An example is the mandate that
everyone contribute to the government's Social Security and Medicare programs.
Although the public requires no government mandate to buy any of the wide
ranging retirement savings and health insurance products available on the free
market, government must force us to participate in its Social Security and
Medicare schemes. Absent the mandates no one would participate. The systems are
fatally flawed transfer taxes, Ponzi schemes of sorts, posing as retirement
savings and healthcare plans. There are no real profit producing assets from
which to pay the plans' distributions, merely the promise by government that it
will continue to force others to pay you in the future as it forces you to pay
others in the present. The programs can
be maintained only by the police power of the state. What may appear to be
widespread acceptance of the Social Security and Medicare mandates is the
vociferous support of those receiving benefits and the completely rational
desire of those paying to stay out of jail. Social Security and Medicare have
replaced our freedom to dispose of our own money as we choose with the
compliance apparatus of a police state. This is not limited government, and no
constitutional amendment can alter this fact.

────────────────────

* _Required action_
Continue the passage on the Social Security and Medicare mandates, picking up after its final sentence.

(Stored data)

────────────────────

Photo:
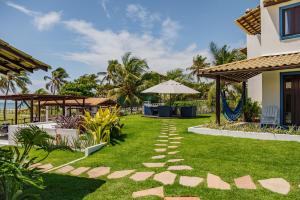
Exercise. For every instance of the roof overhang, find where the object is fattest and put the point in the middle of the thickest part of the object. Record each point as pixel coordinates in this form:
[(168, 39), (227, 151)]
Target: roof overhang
[(250, 22), (13, 60), (273, 2), (243, 70)]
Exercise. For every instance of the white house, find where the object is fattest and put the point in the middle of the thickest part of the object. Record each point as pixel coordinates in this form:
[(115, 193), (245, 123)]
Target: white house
[(272, 69)]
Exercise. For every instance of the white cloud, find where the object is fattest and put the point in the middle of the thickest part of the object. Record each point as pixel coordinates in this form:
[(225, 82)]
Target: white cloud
[(104, 6), (138, 13), (104, 45), (41, 21)]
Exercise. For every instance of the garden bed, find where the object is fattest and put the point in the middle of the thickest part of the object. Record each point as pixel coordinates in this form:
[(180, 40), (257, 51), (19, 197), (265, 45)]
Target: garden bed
[(251, 131)]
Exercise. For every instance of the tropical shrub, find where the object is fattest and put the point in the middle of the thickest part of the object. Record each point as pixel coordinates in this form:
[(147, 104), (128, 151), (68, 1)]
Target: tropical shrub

────────────────────

* _Written reply_
The more government meddles in the economic sphere--which should
require no regulation at all, since it is completely voluntary--the more police
power is necessary to force us to comply. All government agencies possess huge
enforcement mechanisms that not only can confiscate our property but take away
our freedom. The Occupational Safety and Health Administration (OSHA) is little
more than a government supported extortion racket, finding nebulous health and
safety violations in the workplace that apparently do not concern the actual
workers themselves, who haven't been chained to their machines for quite some
time now. The Environmental Protection Agency (EPA) shuts down businesses and
threatens entire industries for violations of arbitrarily established
environmental standards that are of little concern to the people affected.
Smokestack emissions and the like are purely local environmental issues for
which one would expect a wide variety of standards across the nation.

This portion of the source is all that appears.